▸ **WHAT IS NEEDED**: When you reach the line containing "Target: door frame" in the data below, begin returning lines exactly as written, and stop once the line containing "Target: bed" has been returned.

▸ **DATA RECORDS**:
* * * *
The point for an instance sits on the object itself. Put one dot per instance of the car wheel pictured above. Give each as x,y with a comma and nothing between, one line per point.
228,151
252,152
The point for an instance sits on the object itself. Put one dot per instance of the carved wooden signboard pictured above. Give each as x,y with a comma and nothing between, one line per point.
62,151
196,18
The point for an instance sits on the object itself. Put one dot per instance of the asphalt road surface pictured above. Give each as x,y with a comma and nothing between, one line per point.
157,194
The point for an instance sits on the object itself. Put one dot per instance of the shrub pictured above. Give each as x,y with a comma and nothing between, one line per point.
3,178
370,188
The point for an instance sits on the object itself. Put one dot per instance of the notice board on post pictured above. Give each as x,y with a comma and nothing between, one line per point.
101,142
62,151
* * * *
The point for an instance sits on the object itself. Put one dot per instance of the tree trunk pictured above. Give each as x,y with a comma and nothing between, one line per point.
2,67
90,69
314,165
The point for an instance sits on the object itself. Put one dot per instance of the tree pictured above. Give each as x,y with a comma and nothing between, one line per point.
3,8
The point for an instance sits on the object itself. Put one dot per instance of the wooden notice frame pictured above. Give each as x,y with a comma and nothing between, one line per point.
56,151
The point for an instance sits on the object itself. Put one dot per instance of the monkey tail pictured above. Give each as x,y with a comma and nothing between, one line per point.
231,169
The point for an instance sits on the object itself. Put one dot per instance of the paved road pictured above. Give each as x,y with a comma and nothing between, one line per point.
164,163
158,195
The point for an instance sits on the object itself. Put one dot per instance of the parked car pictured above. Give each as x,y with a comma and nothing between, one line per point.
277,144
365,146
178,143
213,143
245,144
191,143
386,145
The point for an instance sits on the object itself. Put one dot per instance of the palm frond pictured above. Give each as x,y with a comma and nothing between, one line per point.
* * * *
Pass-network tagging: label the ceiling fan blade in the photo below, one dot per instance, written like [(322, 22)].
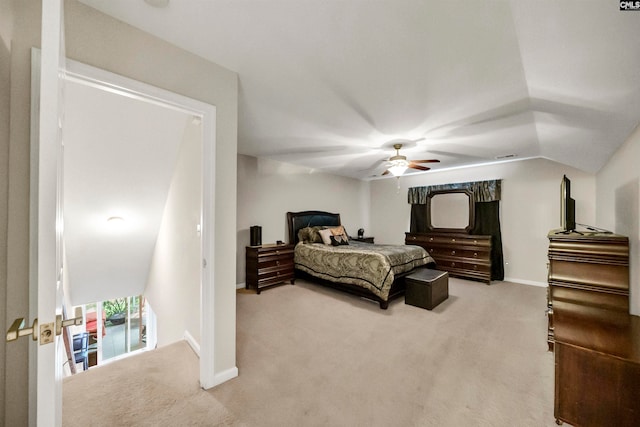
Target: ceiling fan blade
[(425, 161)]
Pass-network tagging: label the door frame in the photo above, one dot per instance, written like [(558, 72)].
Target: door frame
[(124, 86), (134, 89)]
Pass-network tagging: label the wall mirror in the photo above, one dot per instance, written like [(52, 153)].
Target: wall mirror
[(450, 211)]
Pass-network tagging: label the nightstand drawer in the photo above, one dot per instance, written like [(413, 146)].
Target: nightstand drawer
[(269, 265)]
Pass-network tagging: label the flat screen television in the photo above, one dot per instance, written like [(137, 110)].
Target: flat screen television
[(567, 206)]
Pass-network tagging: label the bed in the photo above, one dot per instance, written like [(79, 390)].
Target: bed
* * * *
▸ **ANSWER TO THIS EXERCISE**:
Target: door frame
[(124, 86), (134, 89)]
Pass-network tagging: label the wall mirror in the photo above, one dot per instance, written like [(52, 153)].
Target: wall mirror
[(450, 211)]
Pass-network tagging: label the nightstand drawer in the photo above, one dot per instance, written like [(413, 146)].
Target: nightstand drawer
[(269, 265)]
Pass-network tagging: label the flat screen television in the photo above, one dot per instance, written like [(137, 110)].
Target: flat screen television
[(567, 206)]
Pass-network tagging: label the bed in the photo above, one dot per instance, written like [(79, 390)].
Target: bed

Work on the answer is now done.